(Your assignment) Below are entries; print them exactly from the first line through the one containing "Query: overcast sky".

--

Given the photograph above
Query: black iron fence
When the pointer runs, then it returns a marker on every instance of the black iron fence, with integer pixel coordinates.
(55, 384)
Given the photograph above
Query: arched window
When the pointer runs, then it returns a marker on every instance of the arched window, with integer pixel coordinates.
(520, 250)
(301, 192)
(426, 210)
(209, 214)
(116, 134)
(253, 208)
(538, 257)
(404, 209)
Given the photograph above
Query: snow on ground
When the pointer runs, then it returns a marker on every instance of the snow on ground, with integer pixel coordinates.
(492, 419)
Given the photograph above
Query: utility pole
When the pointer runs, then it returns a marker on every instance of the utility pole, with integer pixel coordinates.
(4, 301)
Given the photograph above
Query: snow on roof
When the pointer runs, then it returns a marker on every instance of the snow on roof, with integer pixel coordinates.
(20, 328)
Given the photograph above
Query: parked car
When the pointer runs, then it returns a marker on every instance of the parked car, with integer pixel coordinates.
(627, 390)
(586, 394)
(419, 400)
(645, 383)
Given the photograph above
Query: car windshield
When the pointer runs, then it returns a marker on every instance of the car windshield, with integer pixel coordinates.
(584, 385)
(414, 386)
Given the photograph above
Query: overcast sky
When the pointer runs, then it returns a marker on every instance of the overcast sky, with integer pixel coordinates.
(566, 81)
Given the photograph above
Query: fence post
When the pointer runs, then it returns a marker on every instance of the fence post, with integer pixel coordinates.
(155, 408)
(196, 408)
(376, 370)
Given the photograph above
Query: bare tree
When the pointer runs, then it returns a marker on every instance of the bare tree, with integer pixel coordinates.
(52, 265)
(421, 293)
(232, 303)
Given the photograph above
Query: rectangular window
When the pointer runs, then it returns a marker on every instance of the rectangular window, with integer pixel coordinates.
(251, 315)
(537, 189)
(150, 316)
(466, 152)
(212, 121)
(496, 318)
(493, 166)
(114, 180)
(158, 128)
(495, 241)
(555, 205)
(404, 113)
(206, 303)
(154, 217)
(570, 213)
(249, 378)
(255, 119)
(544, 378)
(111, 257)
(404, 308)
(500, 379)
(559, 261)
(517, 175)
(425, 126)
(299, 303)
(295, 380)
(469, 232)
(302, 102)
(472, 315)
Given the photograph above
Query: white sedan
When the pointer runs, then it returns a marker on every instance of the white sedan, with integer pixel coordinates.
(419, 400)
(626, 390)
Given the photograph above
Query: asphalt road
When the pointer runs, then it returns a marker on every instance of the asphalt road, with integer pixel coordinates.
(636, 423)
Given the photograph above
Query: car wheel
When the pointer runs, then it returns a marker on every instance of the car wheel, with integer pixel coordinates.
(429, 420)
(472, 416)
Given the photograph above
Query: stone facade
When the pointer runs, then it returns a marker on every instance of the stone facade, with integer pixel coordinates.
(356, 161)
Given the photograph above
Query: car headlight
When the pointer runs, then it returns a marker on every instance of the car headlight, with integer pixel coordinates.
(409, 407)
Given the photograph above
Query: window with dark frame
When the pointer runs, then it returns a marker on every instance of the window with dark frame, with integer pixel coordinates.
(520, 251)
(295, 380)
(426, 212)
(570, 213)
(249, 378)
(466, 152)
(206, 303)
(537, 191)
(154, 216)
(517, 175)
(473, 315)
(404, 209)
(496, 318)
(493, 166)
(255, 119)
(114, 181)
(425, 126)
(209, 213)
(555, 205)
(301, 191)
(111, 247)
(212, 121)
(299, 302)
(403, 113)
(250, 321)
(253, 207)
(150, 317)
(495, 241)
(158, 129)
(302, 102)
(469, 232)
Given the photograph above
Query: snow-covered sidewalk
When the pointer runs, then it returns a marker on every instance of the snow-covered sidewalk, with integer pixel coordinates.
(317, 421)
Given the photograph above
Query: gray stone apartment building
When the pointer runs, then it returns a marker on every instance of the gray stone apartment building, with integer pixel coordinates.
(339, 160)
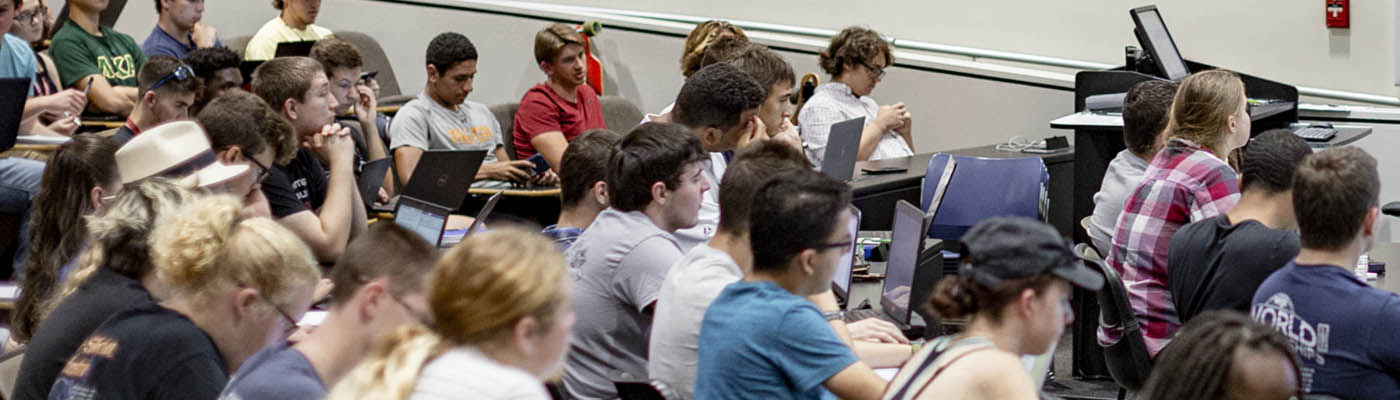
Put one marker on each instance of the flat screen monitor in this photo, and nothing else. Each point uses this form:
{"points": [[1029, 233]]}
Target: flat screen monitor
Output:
{"points": [[1154, 37]]}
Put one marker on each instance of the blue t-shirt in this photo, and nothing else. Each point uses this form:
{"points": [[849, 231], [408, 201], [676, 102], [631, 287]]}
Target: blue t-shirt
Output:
{"points": [[160, 42], [760, 341], [1340, 327], [17, 60], [275, 372]]}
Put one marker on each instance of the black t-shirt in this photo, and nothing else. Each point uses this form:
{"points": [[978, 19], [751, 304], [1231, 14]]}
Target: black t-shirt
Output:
{"points": [[59, 334], [297, 186], [147, 351], [1214, 265]]}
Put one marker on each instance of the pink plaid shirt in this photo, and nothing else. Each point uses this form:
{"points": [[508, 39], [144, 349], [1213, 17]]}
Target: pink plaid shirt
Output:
{"points": [[1185, 183]]}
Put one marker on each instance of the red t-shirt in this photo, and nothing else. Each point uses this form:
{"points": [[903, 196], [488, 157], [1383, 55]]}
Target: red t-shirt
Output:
{"points": [[543, 111]]}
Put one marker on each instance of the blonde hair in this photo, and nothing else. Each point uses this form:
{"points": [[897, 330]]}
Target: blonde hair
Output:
{"points": [[478, 293], [119, 238], [1203, 106], [700, 39], [206, 246]]}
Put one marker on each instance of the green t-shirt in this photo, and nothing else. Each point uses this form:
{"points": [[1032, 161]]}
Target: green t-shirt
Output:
{"points": [[77, 53]]}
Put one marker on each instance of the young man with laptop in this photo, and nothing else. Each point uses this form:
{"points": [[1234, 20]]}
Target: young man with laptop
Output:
{"points": [[443, 118], [767, 337], [720, 105], [324, 209], [703, 273], [619, 263]]}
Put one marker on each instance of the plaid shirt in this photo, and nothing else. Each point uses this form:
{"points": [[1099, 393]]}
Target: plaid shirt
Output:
{"points": [[1185, 183]]}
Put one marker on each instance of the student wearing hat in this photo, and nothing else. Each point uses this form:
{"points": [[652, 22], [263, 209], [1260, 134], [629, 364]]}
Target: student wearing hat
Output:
{"points": [[1014, 288]]}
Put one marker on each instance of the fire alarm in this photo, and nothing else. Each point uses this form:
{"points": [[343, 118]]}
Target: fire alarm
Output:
{"points": [[1339, 14]]}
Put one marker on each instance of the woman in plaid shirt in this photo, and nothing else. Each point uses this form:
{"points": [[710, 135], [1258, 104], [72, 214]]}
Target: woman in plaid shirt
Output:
{"points": [[1186, 182]]}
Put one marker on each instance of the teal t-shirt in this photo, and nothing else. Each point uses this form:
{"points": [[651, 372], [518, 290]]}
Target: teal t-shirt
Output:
{"points": [[114, 55]]}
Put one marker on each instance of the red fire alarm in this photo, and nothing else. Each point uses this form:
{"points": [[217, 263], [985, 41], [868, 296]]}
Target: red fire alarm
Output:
{"points": [[1337, 14]]}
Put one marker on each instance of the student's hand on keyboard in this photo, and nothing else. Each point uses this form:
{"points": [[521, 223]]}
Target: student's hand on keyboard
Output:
{"points": [[877, 330]]}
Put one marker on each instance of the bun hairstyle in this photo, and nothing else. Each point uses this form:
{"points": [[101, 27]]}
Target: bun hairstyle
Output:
{"points": [[478, 291], [959, 297], [206, 246]]}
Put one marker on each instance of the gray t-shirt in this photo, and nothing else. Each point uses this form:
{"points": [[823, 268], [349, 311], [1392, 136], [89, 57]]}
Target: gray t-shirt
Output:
{"points": [[618, 267], [275, 372], [423, 123], [675, 330], [1123, 175]]}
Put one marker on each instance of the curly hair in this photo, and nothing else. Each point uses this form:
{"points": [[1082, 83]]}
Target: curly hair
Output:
{"points": [[854, 46]]}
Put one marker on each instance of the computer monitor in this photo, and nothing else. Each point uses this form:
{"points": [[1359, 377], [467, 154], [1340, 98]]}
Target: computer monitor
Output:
{"points": [[905, 249], [1154, 37], [842, 279]]}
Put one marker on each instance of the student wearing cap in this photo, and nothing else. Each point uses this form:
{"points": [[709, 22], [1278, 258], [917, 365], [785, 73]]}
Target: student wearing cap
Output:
{"points": [[1014, 288], [168, 88]]}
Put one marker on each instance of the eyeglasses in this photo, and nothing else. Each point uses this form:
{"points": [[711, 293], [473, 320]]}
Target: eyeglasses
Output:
{"points": [[181, 73], [875, 72]]}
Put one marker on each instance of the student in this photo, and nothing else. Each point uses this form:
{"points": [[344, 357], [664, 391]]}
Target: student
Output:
{"points": [[1014, 287], [720, 105], [1222, 354], [703, 273], [314, 195], [762, 337], [555, 112], [774, 74], [217, 72], [242, 129], [227, 287], [168, 88], [443, 118], [378, 287], [342, 65], [105, 281], [1217, 263], [1337, 323], [80, 174], [88, 53], [1145, 111], [856, 59], [503, 322], [1186, 182], [583, 185], [654, 188], [296, 23], [178, 30]]}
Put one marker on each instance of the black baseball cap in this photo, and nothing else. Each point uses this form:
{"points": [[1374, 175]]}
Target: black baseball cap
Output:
{"points": [[1012, 248]]}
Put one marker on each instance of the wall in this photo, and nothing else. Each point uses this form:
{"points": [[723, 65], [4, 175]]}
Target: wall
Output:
{"points": [[1283, 41]]}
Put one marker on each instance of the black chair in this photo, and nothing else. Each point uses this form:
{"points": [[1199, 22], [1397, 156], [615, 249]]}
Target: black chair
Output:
{"points": [[1127, 360]]}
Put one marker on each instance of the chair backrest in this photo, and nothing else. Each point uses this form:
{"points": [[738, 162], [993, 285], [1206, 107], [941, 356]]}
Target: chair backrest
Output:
{"points": [[374, 60], [1127, 360], [506, 116], [984, 188], [619, 113]]}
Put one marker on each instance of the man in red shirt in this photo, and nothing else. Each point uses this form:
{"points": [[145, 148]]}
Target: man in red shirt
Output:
{"points": [[562, 108]]}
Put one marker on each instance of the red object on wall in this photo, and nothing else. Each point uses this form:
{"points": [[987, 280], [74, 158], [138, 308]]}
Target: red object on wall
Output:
{"points": [[1339, 14]]}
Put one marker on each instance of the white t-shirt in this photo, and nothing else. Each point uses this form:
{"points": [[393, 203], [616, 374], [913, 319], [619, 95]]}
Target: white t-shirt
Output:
{"points": [[675, 329], [468, 374]]}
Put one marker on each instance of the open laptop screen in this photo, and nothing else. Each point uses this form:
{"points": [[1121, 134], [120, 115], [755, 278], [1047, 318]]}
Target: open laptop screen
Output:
{"points": [[906, 242], [422, 218]]}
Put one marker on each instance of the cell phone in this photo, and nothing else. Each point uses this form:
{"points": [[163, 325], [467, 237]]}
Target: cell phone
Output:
{"points": [[541, 164]]}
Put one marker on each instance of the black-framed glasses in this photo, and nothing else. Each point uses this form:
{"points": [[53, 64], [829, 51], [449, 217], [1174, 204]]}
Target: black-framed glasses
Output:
{"points": [[875, 72], [262, 169], [181, 73]]}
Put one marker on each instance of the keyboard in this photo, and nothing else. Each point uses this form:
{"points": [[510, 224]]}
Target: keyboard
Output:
{"points": [[1316, 133]]}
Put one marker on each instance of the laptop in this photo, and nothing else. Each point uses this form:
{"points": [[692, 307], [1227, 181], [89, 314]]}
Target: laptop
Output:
{"points": [[842, 279], [371, 178], [13, 94], [843, 146], [294, 49]]}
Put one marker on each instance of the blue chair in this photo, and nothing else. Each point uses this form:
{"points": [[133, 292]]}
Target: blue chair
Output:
{"points": [[984, 188]]}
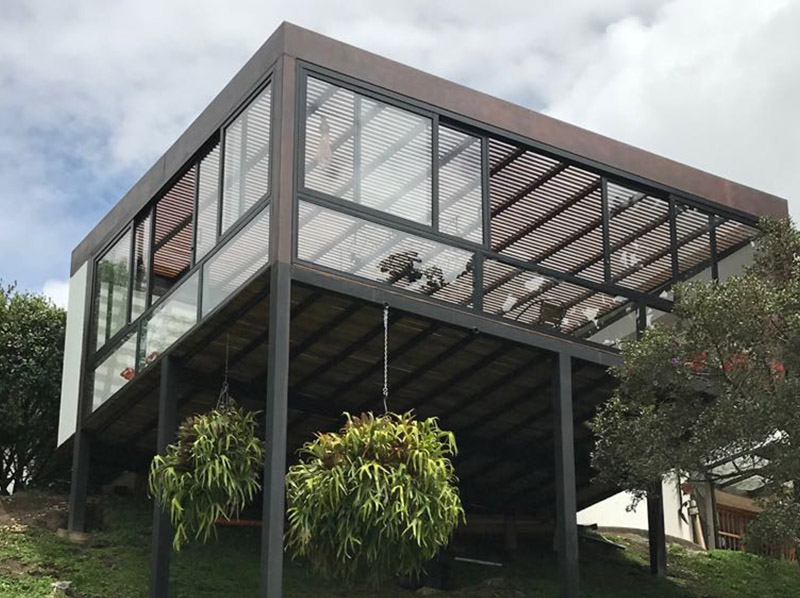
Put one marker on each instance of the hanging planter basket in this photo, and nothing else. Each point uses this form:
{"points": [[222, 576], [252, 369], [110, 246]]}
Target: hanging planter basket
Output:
{"points": [[211, 473], [377, 499]]}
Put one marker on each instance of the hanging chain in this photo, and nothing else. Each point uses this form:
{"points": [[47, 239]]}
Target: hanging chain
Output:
{"points": [[385, 357], [224, 394]]}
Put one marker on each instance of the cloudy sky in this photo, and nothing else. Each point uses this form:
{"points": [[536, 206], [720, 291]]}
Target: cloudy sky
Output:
{"points": [[92, 92]]}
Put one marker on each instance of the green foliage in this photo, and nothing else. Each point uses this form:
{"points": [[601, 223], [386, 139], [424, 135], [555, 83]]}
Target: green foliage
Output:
{"points": [[719, 386], [211, 473], [31, 355], [375, 500]]}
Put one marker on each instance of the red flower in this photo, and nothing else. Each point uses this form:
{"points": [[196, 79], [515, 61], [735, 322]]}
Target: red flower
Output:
{"points": [[698, 362]]}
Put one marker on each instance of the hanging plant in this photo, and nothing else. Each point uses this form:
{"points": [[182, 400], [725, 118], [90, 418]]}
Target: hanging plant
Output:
{"points": [[211, 473], [377, 499]]}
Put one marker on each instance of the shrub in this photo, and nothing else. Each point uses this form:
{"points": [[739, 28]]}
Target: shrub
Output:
{"points": [[211, 473], [377, 499]]}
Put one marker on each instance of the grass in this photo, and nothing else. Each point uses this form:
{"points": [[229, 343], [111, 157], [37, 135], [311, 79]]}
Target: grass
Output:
{"points": [[115, 564]]}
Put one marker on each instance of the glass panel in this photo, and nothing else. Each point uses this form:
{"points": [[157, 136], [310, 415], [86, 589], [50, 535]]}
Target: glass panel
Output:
{"points": [[111, 290], [641, 258], [348, 244], [460, 187], [234, 264], [173, 234], [545, 211], [530, 298], [207, 203], [366, 151], [694, 240], [114, 372], [246, 172], [141, 266], [618, 325], [169, 320], [330, 132], [396, 155]]}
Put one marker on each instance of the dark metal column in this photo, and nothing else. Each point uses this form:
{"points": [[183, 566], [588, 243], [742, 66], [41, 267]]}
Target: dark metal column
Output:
{"points": [[79, 486], [566, 501], [275, 424], [656, 532], [166, 434]]}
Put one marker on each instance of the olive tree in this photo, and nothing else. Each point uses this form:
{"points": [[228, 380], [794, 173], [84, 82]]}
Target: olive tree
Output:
{"points": [[721, 384], [31, 353]]}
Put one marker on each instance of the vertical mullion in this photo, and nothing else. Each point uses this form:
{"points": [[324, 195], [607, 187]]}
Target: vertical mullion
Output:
{"points": [[196, 209], [673, 237], [131, 273], [221, 183], [606, 230], [435, 173], [151, 273], [486, 208], [477, 281], [712, 234], [641, 320], [357, 148], [242, 165]]}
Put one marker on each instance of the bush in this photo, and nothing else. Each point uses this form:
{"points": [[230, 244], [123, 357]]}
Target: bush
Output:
{"points": [[377, 499], [210, 474]]}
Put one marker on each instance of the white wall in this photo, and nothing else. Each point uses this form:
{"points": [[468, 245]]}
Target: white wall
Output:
{"points": [[612, 512], [73, 348]]}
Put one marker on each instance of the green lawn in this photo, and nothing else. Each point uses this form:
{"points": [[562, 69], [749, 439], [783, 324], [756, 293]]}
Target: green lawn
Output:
{"points": [[114, 564]]}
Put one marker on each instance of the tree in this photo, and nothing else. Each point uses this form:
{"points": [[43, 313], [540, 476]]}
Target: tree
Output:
{"points": [[31, 354], [715, 396]]}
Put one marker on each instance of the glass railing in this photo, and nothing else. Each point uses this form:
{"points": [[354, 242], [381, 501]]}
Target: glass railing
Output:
{"points": [[224, 271]]}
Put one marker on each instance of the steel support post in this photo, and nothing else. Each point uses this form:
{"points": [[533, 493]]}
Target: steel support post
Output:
{"points": [[79, 485], [275, 425], [166, 434], [566, 501], [656, 532]]}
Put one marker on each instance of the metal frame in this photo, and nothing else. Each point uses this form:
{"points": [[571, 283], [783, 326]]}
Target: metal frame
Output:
{"points": [[357, 210], [171, 373], [287, 72]]}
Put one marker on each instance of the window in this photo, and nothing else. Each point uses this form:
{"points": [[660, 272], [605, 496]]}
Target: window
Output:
{"points": [[172, 249], [368, 152], [114, 372], [111, 290], [235, 263], [142, 233], [460, 188], [207, 203], [342, 242], [169, 321], [639, 238], [246, 172]]}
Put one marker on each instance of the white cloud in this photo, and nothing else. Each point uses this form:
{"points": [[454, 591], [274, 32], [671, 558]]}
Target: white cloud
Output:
{"points": [[94, 92], [58, 291], [704, 84]]}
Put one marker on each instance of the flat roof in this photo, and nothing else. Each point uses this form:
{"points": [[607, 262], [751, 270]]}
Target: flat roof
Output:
{"points": [[485, 111]]}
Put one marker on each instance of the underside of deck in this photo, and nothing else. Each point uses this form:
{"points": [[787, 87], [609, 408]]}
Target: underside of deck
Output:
{"points": [[494, 394]]}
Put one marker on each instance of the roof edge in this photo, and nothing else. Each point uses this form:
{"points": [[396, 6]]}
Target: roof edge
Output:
{"points": [[420, 86]]}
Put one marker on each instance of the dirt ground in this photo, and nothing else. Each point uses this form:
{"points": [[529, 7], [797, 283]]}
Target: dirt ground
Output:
{"points": [[35, 509]]}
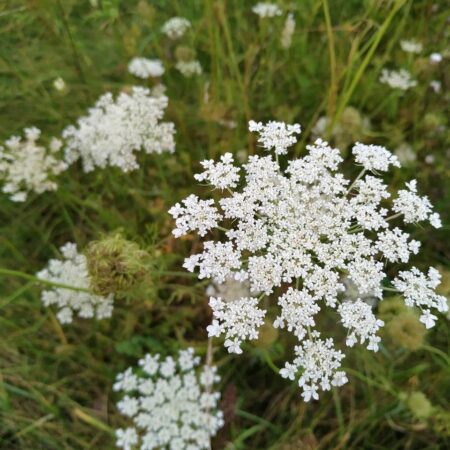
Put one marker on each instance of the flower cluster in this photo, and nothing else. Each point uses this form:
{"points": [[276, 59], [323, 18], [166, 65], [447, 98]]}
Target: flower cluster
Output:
{"points": [[275, 135], [397, 79], [171, 403], [266, 9], [145, 68], [411, 46], [76, 297], [239, 320], [114, 129], [418, 290], [176, 27], [26, 166], [297, 234]]}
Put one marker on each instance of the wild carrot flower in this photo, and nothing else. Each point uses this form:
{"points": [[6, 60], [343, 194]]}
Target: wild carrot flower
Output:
{"points": [[145, 68], [296, 233], [266, 9], [398, 79], [176, 27], [26, 166], [72, 271], [115, 129], [411, 46], [171, 402]]}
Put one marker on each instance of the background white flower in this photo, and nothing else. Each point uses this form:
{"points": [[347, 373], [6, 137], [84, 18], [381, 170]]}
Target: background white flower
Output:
{"points": [[26, 166], [115, 129], [72, 272], [176, 27], [145, 68], [171, 402]]}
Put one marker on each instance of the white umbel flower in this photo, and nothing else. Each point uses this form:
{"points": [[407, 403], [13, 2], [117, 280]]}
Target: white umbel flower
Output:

--

(Result for this task)
Given the photograph above
Query: black iron fence
When the pointer runs, then it returns a marker on every instance of the black iron fence, with integer pixel coordinates.
(55, 384)
Given the photograph above
Query: arched window
When the pointer runs, then it returns a marker on every instance of the arched window, with integer pixel coordinates.
(520, 250)
(301, 192)
(426, 210)
(209, 214)
(116, 134)
(253, 208)
(538, 257)
(404, 209)
Given the photograph above
Query: snow on ground
When the pointer runs, then it returns a marker on every instance of the snow on ground, with integer pixel coordinates.
(492, 419)
Given the photograph above
Query: utility pole
When the pointer runs, then it returns a marker on every instance of the utility pole, with integer pixel coordinates.
(4, 301)
Given the photograph above
Query: snow on roof
When the pointer runs, then it returns a marker on every instance of the snow on roof, with integer pixel coordinates.
(20, 328)
Given the photograph above
Query: parked car
When the pointer runs, then it returns a marker on every instance of the parked car, with integer pixel coordinates.
(627, 390)
(586, 394)
(419, 400)
(645, 383)
Given the photograph above
Query: car windshield
When the pointer runs, then it returns a marker on every instance of the car windshield, with integer pixel coordinates.
(584, 385)
(414, 386)
Given the photograph above
Query: overcast sky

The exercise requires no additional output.